*Text to read*.
________________________

In April 1996, Travelers acquired Aetna Casualty and Surety Company (Aetna CS). At the time, Acme was seeking coverage under insurance policies issued by Aetna CS in the 1970s and 1980s. Acme sought coverage primarily for two sets of claims being brought against it: (1) breast implant claims, relating to safety testing of silicone breast implants that Acme had performed for its parent, Acme Parent Corporation 4 (“Acme Parent”); and (2) chemical products claims, relating to chemical products manufactured by Acme, including the pesticide commonly known as “DBCP.” 5 The Aetna CS policies potentially implicated by the breast implant claims and the chemical products claims made up three distinct layers of coverage-primary policies (bearing the designator “AL”), buffer policies (bearing the designator “XS”), and excess policies (bearing the designator “XN”).6 Because the distinct features of each layer's policies became central to the dispute between Travelers and INA that followed, it is worth describing those policies in some detail.

1. The Insurance Policies

The AL policies were issued between April 1976 and April 1987 and provided coverage for all non-products claims brought against Acme, as well as products claims brought against it outside the United States. Each of the AL policies had a per-occurrence coverage limit, but only the policies issued between April 1985 and April 1987 had aggregate coverage limits.

________________________

*Given data*.
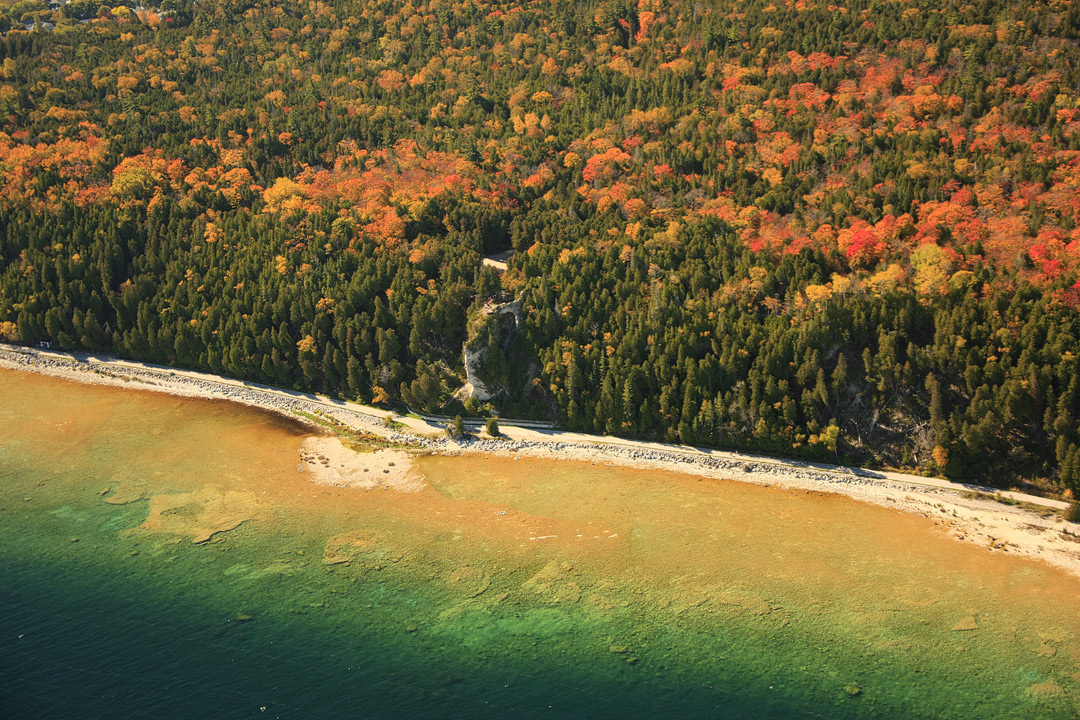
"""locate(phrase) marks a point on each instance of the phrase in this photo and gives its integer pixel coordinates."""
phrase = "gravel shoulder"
(962, 511)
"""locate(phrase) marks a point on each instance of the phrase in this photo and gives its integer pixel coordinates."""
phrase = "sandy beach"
(1034, 530)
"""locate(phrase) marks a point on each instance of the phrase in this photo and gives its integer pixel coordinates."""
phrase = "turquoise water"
(504, 589)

________________________

*Instruction*.
Can you give the insurance coverage text again from "The AL policies were" up to and including "aggregate coverage limits.", substituting "the policyholder" for every "Acme"? Use only the insurance coverage text, not the listing.

*Output of the task*.
The AL policies were issued between April 1976 and April 1987 and provided coverage for all non-products claims brought against the policyholder, as well as products claims brought against it outside the United States. Each of the AL policies had a per-occurrence coverage limit, but only the policies issued between April 1985 and April 1987 had aggregate coverage limits.